◆ Vorliegender Text ◆
***
Bupe Chipili Mulapesi liebt Erdbeeren. Genüsslich rollt sie ihre grossen schwarzen Augen in Erwartung der süssen Früchte. Sie liebt das Geschäft rund um ihre 40'000 Erdbeerpflanzen, die Aufgabe mit ihren Mitarbeiterinnen und ganz besonders Herausforderungen.

Ihre Visionen kommen ihr im offenen Zelt, umgeben von Avocado- und Mangobäumen, in den Sinn. Regen trommelt auf das Dach, die Luft riecht nach feuchter Erde und tropischen Pflanzen. Die Chefin sitzt am Plastiktisch, in Jeans mit Löchern, ein rotes Kopftuch um die kurzen Haare; die Füsse in Gummistiefeln. «Hier sitze ich und träume von dem, was möglich ist.» Hier werden Visionen in Pläne umgesetzt. Hier werden Besucher empfangen und den Mitarbeiterinnen Anweisungen gegeben. Von hier aus übersieht Bupe Chipili ihr Erdbeerfeld und alles, was darauf geschieht. 

 

Bupes Tipp

«Ohne Leidenschaft gibt es keinen Erfolg. Risikobereitschaft gehört zu jeder Erfolgsgeschichte, auch eine gewisse Sturheit. Erfolg kommt nicht von ungefähr, besonders für uns Frauen. Ich wollte oft aufgeben, aber täglich komme ich in mein Freiluft-Büro. Ich sitze einfach da, mache mir eine klare Vorstellung, was ich unternehmen muss, um meine Vision zu verwirklichen. Dann mache ich mich an die Arbeit.»

 

Schwiegermutters Plan

Bupe Chipili, 39-jährig, hatte einen guten Job als Sozialarbeiterin. Sie und ihr Mann Mufawa Mulapesi, ein Banker, lebten in Lusaka, der Hauptstadt Sambias, in der Nähe von Einkaufshäusern, Kaffees und Kinos. Mufawa Mulapesis Mutter wollte, dass die zwei zu ihr auf die Farm zogen. Bupe Chipili war überhaupt nicht begeistert, aber der Umzug fand statt. Die Landwirtschaft interessierte sie überhaupt nicht.

Ihre Schwiegermutter hatte andere Pläne. «Wenn ich deine Kraft noch hätte, würde ich noch so vieles machen!», pflegte sie zu sagen. Die Schwiegertochter musste mitgehen beim Pflanzeneinkauf, und immer wurden noch ein paar Pflanzen für sie mit nach Hause genommen. Nach einem Jahr kündigte Bupe Chipili die Stelle und wurde Landwirtin. 

Wichtig waren der Bäuerin gesunde Produkte, biologisch ­produziert. Die ersten 20 Erdbeerpflanzen der Sorte Alina bestellte sie in Australien. Die Beeren waren so gut, dass sie mit der schwierigen Vermehrung begann. Der Erfolg begeisterte sie. «Wenn ich das kann, kann ich mehr», glaubte Bupe Chipili. Das blieb ihr Geschäftskonzept: «Fang klein an, mach das gut und vergrössere dich.»
***
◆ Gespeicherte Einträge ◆

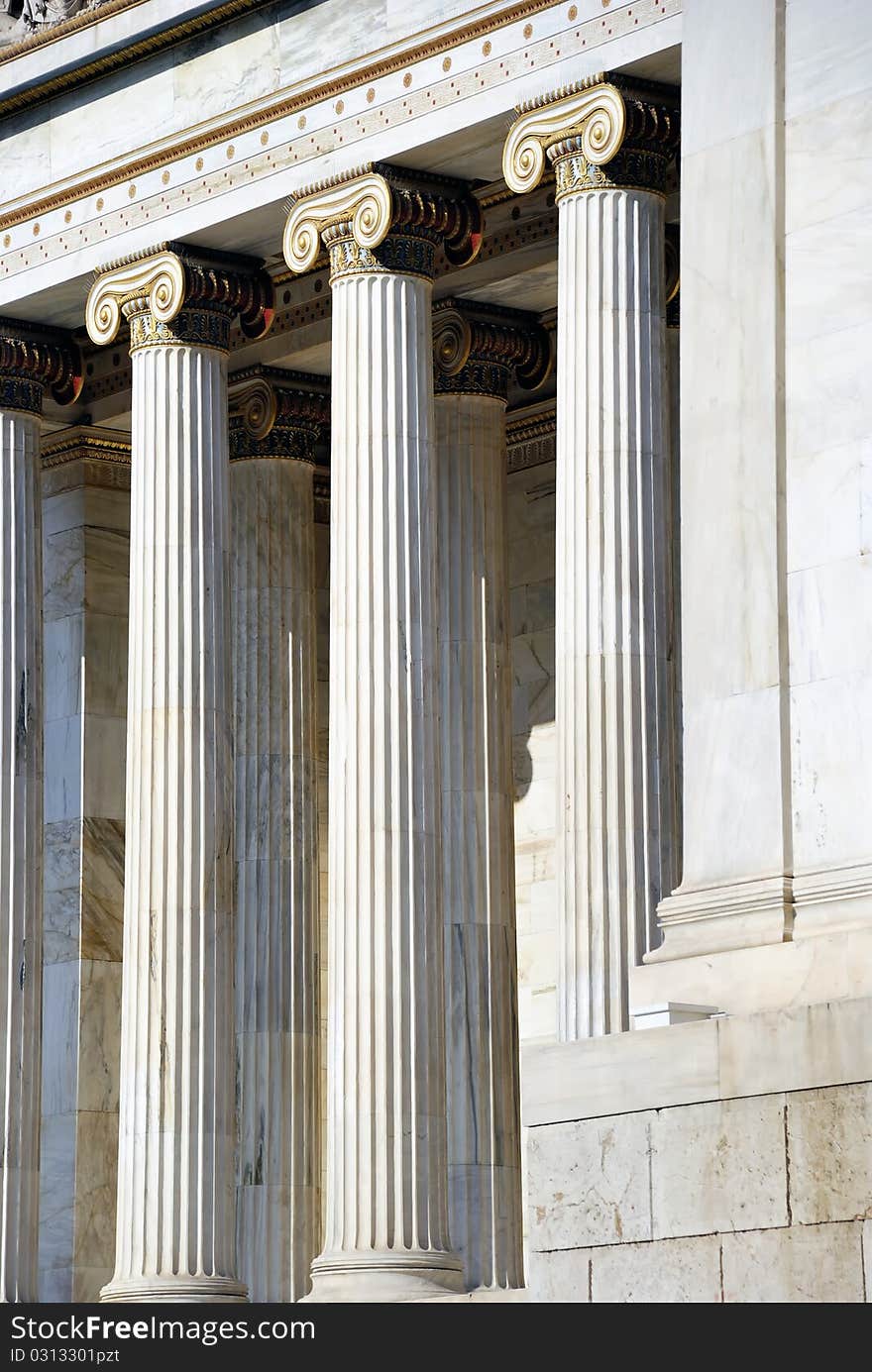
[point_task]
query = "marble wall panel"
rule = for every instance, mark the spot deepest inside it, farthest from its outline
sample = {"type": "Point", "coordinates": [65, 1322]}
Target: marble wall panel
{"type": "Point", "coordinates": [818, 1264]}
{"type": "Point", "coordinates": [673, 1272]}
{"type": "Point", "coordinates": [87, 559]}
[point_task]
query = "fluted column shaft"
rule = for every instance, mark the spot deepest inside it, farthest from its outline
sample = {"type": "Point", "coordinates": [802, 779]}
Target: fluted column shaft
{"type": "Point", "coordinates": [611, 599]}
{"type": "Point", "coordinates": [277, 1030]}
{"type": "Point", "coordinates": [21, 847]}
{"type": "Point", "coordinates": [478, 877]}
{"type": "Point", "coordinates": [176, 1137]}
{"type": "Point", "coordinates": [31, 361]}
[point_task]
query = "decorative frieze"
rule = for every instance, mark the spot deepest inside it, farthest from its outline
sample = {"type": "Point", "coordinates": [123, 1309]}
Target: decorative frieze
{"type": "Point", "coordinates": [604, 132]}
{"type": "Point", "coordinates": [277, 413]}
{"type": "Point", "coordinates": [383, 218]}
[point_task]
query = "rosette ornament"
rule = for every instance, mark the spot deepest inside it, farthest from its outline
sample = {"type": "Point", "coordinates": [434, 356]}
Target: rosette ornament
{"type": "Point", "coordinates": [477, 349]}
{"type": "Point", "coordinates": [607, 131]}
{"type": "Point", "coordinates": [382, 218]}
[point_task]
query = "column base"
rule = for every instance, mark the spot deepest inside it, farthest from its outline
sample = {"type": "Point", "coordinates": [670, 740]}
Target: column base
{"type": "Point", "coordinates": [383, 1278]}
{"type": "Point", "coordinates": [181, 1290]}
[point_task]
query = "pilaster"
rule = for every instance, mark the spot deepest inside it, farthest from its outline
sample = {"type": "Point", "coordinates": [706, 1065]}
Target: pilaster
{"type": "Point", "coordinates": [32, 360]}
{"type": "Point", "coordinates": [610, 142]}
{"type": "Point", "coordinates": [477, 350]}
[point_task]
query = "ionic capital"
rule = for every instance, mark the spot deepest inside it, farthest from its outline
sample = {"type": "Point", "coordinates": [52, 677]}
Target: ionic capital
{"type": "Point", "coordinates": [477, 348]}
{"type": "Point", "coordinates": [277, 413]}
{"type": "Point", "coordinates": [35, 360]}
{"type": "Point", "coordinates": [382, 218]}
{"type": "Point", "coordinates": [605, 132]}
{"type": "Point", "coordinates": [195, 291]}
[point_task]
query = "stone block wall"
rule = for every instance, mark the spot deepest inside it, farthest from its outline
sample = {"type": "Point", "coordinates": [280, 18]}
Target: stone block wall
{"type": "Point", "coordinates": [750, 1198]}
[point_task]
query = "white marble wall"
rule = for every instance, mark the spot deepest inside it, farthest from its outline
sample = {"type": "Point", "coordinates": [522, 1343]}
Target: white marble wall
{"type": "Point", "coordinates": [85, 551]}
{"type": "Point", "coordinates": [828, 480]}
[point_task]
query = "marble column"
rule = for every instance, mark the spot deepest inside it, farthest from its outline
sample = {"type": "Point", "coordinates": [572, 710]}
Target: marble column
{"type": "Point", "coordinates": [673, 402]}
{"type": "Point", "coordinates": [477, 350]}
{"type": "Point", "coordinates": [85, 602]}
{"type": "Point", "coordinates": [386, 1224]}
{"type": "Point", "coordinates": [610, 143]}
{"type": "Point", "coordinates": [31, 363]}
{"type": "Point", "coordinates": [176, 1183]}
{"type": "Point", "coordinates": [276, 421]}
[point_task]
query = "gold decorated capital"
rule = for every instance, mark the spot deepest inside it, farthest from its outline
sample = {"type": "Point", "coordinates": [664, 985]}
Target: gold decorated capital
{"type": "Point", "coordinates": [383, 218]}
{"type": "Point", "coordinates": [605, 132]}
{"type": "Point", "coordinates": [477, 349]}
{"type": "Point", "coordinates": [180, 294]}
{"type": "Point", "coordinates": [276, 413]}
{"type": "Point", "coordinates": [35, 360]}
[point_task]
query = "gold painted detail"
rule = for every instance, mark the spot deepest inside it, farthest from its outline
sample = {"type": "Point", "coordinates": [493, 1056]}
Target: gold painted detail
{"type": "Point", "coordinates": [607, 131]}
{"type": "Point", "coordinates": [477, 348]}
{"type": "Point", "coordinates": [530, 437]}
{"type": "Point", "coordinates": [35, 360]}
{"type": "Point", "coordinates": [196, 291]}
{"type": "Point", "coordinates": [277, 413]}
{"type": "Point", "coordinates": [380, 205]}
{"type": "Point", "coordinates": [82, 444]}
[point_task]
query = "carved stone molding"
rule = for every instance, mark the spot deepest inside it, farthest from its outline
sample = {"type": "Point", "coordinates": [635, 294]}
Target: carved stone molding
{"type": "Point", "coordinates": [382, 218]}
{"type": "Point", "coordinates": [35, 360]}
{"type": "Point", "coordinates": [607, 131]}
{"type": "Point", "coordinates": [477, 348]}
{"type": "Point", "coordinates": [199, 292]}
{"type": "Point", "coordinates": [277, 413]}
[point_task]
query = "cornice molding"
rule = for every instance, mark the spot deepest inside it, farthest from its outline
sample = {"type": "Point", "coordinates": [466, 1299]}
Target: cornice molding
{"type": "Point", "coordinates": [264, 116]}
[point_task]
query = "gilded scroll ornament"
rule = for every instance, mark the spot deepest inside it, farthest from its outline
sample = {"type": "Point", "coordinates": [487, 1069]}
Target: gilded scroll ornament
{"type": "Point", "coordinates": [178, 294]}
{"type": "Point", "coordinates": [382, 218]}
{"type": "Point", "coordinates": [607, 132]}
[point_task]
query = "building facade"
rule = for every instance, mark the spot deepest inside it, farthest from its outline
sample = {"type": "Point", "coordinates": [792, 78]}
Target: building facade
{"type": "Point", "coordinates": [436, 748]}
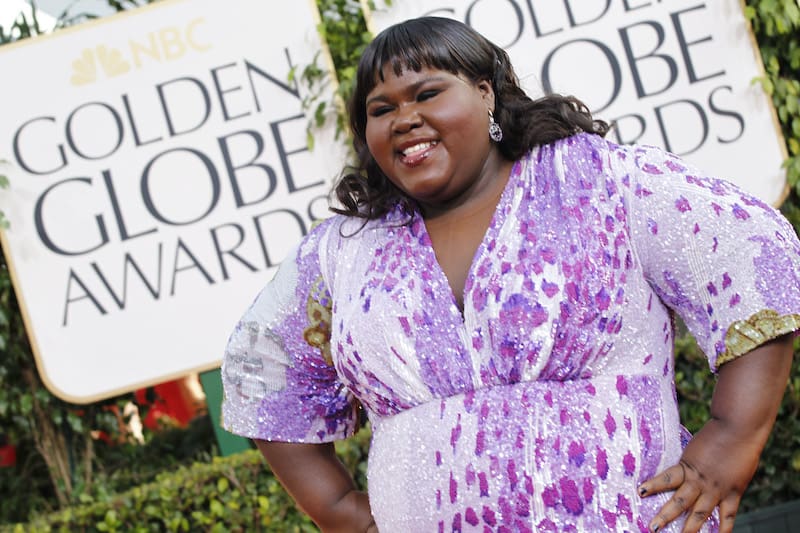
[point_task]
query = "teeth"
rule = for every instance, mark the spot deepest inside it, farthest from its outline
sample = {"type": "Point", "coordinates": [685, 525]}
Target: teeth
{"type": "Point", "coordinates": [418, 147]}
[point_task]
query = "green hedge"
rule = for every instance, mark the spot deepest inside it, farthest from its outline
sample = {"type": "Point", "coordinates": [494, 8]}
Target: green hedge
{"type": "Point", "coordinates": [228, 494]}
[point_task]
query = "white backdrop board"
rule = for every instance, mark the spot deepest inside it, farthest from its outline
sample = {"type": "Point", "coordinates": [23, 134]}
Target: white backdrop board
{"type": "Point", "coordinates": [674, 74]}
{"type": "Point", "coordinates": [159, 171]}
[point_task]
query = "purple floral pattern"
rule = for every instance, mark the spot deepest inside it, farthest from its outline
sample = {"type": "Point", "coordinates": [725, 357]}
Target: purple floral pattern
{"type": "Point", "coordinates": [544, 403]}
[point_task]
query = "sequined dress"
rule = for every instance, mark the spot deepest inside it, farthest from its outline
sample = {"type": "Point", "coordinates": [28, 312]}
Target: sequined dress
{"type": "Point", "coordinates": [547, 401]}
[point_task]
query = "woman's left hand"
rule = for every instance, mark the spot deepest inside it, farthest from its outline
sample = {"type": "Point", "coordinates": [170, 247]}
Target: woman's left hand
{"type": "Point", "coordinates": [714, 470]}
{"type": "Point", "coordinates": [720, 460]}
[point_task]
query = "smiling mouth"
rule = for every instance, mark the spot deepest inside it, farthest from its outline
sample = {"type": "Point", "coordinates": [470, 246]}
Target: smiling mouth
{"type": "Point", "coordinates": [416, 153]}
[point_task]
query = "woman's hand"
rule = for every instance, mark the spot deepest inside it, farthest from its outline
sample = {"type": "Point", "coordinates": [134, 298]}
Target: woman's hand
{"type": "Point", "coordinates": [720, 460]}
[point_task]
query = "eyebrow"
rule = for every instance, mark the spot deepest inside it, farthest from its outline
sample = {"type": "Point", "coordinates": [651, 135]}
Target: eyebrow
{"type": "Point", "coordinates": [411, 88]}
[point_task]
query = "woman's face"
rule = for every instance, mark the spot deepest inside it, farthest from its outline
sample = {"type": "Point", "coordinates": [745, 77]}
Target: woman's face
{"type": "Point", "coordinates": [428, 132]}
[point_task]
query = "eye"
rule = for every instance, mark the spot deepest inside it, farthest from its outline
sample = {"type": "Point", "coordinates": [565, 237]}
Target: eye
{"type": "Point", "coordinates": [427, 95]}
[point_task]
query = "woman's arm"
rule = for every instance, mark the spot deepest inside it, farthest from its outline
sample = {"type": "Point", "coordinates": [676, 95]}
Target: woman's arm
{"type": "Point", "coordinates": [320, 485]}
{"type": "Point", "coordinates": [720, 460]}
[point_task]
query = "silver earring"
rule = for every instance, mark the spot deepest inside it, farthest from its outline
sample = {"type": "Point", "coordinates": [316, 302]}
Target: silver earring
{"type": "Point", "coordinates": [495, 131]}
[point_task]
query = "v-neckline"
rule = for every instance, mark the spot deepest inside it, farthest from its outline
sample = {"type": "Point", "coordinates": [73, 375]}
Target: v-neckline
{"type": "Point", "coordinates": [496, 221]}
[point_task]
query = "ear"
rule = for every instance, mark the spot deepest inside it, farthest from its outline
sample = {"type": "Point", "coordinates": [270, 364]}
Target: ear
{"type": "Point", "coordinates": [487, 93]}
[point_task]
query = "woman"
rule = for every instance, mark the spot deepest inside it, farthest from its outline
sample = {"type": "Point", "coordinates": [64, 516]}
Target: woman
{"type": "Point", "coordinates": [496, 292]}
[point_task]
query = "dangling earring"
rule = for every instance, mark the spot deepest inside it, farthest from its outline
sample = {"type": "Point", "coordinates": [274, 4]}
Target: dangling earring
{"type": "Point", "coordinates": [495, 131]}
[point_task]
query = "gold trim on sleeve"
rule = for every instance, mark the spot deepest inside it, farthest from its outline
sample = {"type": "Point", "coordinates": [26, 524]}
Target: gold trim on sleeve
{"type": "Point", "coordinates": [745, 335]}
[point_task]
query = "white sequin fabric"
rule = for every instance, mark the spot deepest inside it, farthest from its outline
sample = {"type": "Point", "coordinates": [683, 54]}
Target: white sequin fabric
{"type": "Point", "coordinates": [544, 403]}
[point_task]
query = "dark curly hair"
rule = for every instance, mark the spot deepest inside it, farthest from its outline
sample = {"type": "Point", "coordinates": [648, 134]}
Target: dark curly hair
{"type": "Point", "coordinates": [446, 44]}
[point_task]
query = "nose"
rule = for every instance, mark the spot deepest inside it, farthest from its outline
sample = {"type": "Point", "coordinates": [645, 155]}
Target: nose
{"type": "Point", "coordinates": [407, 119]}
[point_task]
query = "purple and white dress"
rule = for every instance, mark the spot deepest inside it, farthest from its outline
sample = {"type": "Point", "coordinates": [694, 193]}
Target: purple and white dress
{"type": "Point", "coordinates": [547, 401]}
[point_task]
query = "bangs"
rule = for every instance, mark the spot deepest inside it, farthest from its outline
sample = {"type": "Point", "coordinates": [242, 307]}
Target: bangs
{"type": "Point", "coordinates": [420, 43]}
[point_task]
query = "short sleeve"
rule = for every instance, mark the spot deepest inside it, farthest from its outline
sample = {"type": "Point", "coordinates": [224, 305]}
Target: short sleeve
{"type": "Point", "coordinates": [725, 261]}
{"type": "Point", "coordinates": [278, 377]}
***
◆ Aufgabe A ◆
Zähle alle Kleidungsstücke auf, die Bupe Chipili laut dem Text über die Erdbeerbäuerin am Plastiktisch trägt.
◆ Aufgabe B ◆
Setze den Text über die Erdbeerbäuerin nach seinem letzten Satz fort.

◆ Antwortfeld A ◆
Jeans mit Löchern, ein rotes Kopftuch, Gummistiefel

◆ Antwortfeld B ◆
Die ganze Familie macht mit

Bupe Chipilis Mann war gar nicht begeistert, dass seine Frau ihren guten Job gegen ein risikoreiches Business tauschen wollte. Als sie ihn anfragte, ob er ihr das erste Bewässerungssystem finanzieren würde, zog er die Bremse: «Nein!» Bupe Chipili verkaufte kurzerhand ihr Auto. Vier Monate ging sie zu Fuss, bis Mufawa Mulapesi merkte, dass es gut gehen könnte mit den Erdbeeren. Heute ist er für die Finanzangelegenheiten zuständig und hilft beim Marketing. Die 20-jährige Tochter und der 16-jährige Sohn helfen nach der Schule und in den Ferien ebenfalls mit. 

Nun hiess es, sich Wissen anzueignen und Erfahrungen zu sammeln. Niemand in Sambia baute im grossen Stil Erdbeeren an. Das spornte Bupe Chipili umso mehr an. Sie durchforschte das Internet, befragte Produzentinnen von biologischem Gemüse oder Obst. Fehler wurden gemacht, und es wurde daraus gelernt. 

Mit dem Wachstum kamen neue Herausforderungen. «Arbeitnehmende gibt es mehr als genug, aber der Diebstahl ist ein grosses Problem», konstatiert die engagierte Landwirtin. «Heute habe ich ein gutes Team.» 

Arbeitgeberin für Frauen

Der Regen hat aufgehört, eine farbenfrohe Gruppe Frauen jätet die langen Beerenreihen von Hand, um sie herum spielende Kinder. «Ich stelle meistens Frauen ein, viele davon aus schwierigem sozialem Umfeld», erklärt Bupe Chipili. «Sie haben niemanden, der ihre Kinder hüten könnte. Hier können sie in Frieden arbeiten.» Ihre Sozialkompetenzen kommen ihr oft zu Hilfe. «Eine Frau wollte ihre Stelle kündigen. Ihr Mann habe sie geschlagen, weil sie mehr verdient als er. Ich habe ihr gesagt, sie solle bleiben. Wenn er sie wieder schlägt, darf sie hier wohnen. Sie verdient genug, um sich und die Kinder zu ernähren.»